ACTION ITEM: The data should be duplicated exactly, with every word kept as it is.

# # #

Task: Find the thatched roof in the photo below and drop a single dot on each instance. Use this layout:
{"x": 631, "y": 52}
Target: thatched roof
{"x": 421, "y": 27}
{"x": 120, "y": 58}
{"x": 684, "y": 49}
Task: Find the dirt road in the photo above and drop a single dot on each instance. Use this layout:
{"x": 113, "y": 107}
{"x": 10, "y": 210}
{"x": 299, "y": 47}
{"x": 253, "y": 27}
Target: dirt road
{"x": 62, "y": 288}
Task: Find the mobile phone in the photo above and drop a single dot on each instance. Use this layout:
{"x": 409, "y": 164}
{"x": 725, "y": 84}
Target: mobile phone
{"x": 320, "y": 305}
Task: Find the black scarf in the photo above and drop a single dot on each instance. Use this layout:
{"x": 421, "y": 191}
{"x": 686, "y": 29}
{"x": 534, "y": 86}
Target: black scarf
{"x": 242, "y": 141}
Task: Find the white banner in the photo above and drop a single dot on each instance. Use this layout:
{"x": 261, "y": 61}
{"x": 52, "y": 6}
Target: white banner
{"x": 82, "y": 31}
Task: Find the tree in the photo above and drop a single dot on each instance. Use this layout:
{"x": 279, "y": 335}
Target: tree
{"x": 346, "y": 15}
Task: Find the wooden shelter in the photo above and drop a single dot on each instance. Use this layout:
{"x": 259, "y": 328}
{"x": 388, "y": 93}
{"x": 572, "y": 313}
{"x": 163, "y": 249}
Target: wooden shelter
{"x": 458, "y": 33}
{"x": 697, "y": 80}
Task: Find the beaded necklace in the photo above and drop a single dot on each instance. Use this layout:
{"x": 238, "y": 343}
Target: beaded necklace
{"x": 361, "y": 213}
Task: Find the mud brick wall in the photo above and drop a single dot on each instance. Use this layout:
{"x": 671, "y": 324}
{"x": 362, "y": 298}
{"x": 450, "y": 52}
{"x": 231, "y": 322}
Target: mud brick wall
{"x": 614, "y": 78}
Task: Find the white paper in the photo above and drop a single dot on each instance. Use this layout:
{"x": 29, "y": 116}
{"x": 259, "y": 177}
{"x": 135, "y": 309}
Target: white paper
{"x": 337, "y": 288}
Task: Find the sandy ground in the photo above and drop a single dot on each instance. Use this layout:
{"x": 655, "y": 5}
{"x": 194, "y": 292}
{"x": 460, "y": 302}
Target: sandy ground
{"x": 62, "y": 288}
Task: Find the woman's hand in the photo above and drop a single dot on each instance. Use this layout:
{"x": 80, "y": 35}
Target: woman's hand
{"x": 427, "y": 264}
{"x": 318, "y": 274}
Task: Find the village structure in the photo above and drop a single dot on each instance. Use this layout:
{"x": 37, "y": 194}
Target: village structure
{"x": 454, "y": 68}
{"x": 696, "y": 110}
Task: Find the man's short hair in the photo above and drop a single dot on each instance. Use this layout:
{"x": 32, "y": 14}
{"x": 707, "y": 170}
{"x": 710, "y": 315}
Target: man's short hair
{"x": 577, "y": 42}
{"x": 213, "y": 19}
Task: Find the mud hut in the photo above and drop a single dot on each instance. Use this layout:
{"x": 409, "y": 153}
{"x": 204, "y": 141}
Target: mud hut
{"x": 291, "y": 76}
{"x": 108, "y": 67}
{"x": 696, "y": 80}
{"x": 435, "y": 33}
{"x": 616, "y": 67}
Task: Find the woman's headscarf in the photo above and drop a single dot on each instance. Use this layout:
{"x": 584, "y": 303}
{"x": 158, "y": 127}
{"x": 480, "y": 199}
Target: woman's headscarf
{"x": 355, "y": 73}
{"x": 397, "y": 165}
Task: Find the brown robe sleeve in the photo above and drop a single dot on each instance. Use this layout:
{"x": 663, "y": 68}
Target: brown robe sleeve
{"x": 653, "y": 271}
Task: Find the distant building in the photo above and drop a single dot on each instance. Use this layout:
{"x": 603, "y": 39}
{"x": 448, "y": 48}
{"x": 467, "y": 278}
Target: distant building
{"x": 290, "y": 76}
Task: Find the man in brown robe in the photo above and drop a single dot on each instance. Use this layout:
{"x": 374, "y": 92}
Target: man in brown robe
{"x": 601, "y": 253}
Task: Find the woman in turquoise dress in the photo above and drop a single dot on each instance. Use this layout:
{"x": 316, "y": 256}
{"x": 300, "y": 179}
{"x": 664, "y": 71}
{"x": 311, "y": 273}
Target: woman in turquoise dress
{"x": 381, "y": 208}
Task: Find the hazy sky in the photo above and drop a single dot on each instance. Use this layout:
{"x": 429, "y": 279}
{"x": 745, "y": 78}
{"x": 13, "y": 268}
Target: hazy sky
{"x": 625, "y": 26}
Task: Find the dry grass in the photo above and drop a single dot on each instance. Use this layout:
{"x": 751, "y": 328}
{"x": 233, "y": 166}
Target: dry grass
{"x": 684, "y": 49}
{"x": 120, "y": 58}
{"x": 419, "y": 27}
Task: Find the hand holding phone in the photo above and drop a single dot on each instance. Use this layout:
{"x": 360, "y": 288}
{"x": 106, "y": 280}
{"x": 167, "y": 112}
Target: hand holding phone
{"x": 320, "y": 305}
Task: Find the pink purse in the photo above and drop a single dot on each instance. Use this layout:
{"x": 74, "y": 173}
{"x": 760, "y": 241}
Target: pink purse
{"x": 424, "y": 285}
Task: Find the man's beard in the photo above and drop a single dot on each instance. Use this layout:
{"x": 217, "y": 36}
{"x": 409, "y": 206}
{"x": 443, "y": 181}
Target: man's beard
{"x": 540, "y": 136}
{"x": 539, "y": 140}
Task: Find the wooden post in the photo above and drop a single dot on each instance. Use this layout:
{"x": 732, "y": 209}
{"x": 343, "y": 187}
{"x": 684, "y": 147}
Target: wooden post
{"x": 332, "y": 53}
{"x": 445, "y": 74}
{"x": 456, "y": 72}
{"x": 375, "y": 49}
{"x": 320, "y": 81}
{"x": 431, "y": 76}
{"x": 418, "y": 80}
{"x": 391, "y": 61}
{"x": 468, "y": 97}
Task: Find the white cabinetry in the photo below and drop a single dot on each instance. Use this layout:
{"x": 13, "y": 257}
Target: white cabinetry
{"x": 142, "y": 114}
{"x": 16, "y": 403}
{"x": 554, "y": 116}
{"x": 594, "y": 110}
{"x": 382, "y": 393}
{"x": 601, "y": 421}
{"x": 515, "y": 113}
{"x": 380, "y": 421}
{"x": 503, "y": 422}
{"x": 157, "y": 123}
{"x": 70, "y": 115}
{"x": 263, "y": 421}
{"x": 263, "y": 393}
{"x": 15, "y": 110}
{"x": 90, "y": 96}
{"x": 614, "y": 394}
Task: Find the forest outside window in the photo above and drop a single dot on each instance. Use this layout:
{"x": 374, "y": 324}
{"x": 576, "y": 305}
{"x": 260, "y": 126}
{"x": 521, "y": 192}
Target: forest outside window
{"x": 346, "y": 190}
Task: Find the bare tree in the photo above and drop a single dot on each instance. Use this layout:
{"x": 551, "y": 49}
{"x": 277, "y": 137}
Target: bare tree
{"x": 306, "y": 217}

# # #

ANSWER TO THE EXERCISE:
Task: Find the thatched roof in the photo below and drop a single dot on each instance. Use this layout:
{"x": 631, "y": 52}
Target: thatched roof
{"x": 421, "y": 27}
{"x": 120, "y": 58}
{"x": 684, "y": 49}
Task: Find the dirt road in the photo above and drop a single dot on each instance. Use this layout:
{"x": 113, "y": 107}
{"x": 10, "y": 210}
{"x": 299, "y": 47}
{"x": 253, "y": 27}
Target: dirt road
{"x": 62, "y": 288}
Task: Find the mobile phone in the photo above and drop a single dot on each instance. Use this layout:
{"x": 409, "y": 164}
{"x": 725, "y": 84}
Target: mobile phone
{"x": 320, "y": 305}
Task: Find the black scarf in the photo above and drop a single dot on each instance. Use this layout:
{"x": 421, "y": 191}
{"x": 686, "y": 29}
{"x": 534, "y": 86}
Target: black scarf
{"x": 242, "y": 141}
Task: Find the white banner in the photo above and drop a single dot on each instance. Use this layout:
{"x": 261, "y": 61}
{"x": 52, "y": 6}
Target: white banner
{"x": 82, "y": 31}
Task: Find the tree in the photo above and drop a single dot on each instance. Use this layout:
{"x": 279, "y": 335}
Target: tree
{"x": 346, "y": 15}
Task: Find the wooden shelter in the photo above and drop a single dot on each instance. Use this layout:
{"x": 259, "y": 328}
{"x": 388, "y": 93}
{"x": 572, "y": 313}
{"x": 163, "y": 249}
Target: wooden shelter
{"x": 458, "y": 33}
{"x": 697, "y": 80}
Task: Find the beaded necklace in the photo above and drop a single dot on each instance. Use this layout:
{"x": 238, "y": 343}
Target: beaded necklace
{"x": 361, "y": 213}
Task: Find the mud brick wall in the photo above and drop a single dot on each instance. Use this layout:
{"x": 671, "y": 324}
{"x": 362, "y": 298}
{"x": 450, "y": 52}
{"x": 231, "y": 322}
Target: mud brick wall
{"x": 614, "y": 78}
Task: Find the white paper in the photo above and drop a single dot on each instance. Use this layout:
{"x": 29, "y": 116}
{"x": 259, "y": 177}
{"x": 135, "y": 309}
Target: white paper
{"x": 337, "y": 288}
Task: Find the sandy ground in the photo above and drop a single dot on each instance. Use this layout:
{"x": 655, "y": 5}
{"x": 194, "y": 292}
{"x": 460, "y": 302}
Target: sandy ground
{"x": 62, "y": 288}
Task: Find the woman's hand in the photo above and drop a single dot on each instance. Use this layout:
{"x": 80, "y": 35}
Target: woman's hand
{"x": 427, "y": 264}
{"x": 318, "y": 274}
Task: Find the village structure in the photo above and drop a single dot on each instance. Use this layout:
{"x": 37, "y": 194}
Target: village structure
{"x": 454, "y": 68}
{"x": 696, "y": 110}
Task: Find the man's short hair in the photo above and drop a single dot on each instance. Use this layout:
{"x": 32, "y": 14}
{"x": 707, "y": 170}
{"x": 710, "y": 315}
Target: man's short hair
{"x": 577, "y": 42}
{"x": 213, "y": 19}
Task: Find the mud hut in the photo above and drop a single dot on each instance. Use this layout:
{"x": 409, "y": 153}
{"x": 204, "y": 141}
Target: mud hut
{"x": 291, "y": 76}
{"x": 108, "y": 67}
{"x": 696, "y": 80}
{"x": 435, "y": 33}
{"x": 616, "y": 67}
Task: Find the woman's headscarf in the photo above and drop a single dot on each instance. Use this layout:
{"x": 584, "y": 303}
{"x": 158, "y": 127}
{"x": 480, "y": 199}
Target: woman's headscarf
{"x": 355, "y": 73}
{"x": 397, "y": 165}
Task: Find the brown robe sleeve in the photo above and drop a single dot on each instance. Use this layout:
{"x": 663, "y": 68}
Target: brown robe sleeve
{"x": 653, "y": 271}
Task: Find the distant building in the photo above and drop a single dot on each instance. Use this layout:
{"x": 603, "y": 39}
{"x": 448, "y": 48}
{"x": 467, "y": 278}
Target: distant building
{"x": 290, "y": 76}
Task: Find the man in brown robe in the photo above and drop a single dot on each instance. Use this layout:
{"x": 374, "y": 92}
Target: man in brown robe
{"x": 601, "y": 253}
Task: Find the woman in turquoise dress in the photo above and drop a single dot on each instance. Use this layout:
{"x": 316, "y": 256}
{"x": 300, "y": 179}
{"x": 664, "y": 71}
{"x": 311, "y": 273}
Target: woman in turquoise dress
{"x": 381, "y": 208}
Task: Find the hazy sky in the photo above and drop a single dot on each instance. Use this layout:
{"x": 429, "y": 279}
{"x": 745, "y": 78}
{"x": 13, "y": 268}
Target: hazy sky
{"x": 625, "y": 26}
Task: Find the dry grass in the photo above and drop a single dot on each instance. Use this layout:
{"x": 751, "y": 328}
{"x": 233, "y": 166}
Target: dry grass
{"x": 684, "y": 49}
{"x": 120, "y": 58}
{"x": 419, "y": 27}
Task: Find the hand holding phone in the photo above and drop a single dot on each instance. Use this layout:
{"x": 360, "y": 288}
{"x": 106, "y": 280}
{"x": 167, "y": 112}
Target: hand holding phone
{"x": 320, "y": 305}
Task: Find the pink purse in the photo above and drop a single dot on each instance. Use this layout:
{"x": 74, "y": 173}
{"x": 760, "y": 241}
Target: pink purse
{"x": 424, "y": 285}
Task: Find the man's beard in the photo above and drop a single dot on each instance. Use this layout:
{"x": 217, "y": 36}
{"x": 409, "y": 206}
{"x": 443, "y": 181}
Target: man's beard
{"x": 540, "y": 136}
{"x": 539, "y": 140}
Task: Find the wooden post in the photo above and drop a single dot on each instance. Use this layout:
{"x": 732, "y": 209}
{"x": 343, "y": 187}
{"x": 684, "y": 147}
Target: wooden post
{"x": 332, "y": 53}
{"x": 445, "y": 74}
{"x": 456, "y": 72}
{"x": 375, "y": 49}
{"x": 320, "y": 81}
{"x": 431, "y": 76}
{"x": 418, "y": 80}
{"x": 391, "y": 61}
{"x": 468, "y": 97}
Task: Find the white cabinetry in the photo below and drop a single dot on each instance. Use this layout:
{"x": 13, "y": 257}
Target: white cabinetry
{"x": 142, "y": 114}
{"x": 16, "y": 403}
{"x": 554, "y": 116}
{"x": 594, "y": 110}
{"x": 382, "y": 393}
{"x": 601, "y": 421}
{"x": 515, "y": 113}
{"x": 380, "y": 421}
{"x": 503, "y": 422}
{"x": 157, "y": 123}
{"x": 70, "y": 115}
{"x": 263, "y": 421}
{"x": 263, "y": 393}
{"x": 15, "y": 110}
{"x": 90, "y": 96}
{"x": 614, "y": 394}
Task: Find the forest outside window in the photo above and drop a single dot on each instance. Use this layout:
{"x": 374, "y": 324}
{"x": 576, "y": 305}
{"x": 260, "y": 126}
{"x": 521, "y": 192}
Target: forest outside window
{"x": 346, "y": 190}
Task: Find the bare tree in the photo above and drop a single dot on each instance. Use this layout:
{"x": 551, "y": 49}
{"x": 277, "y": 137}
Target: bare tree
{"x": 306, "y": 217}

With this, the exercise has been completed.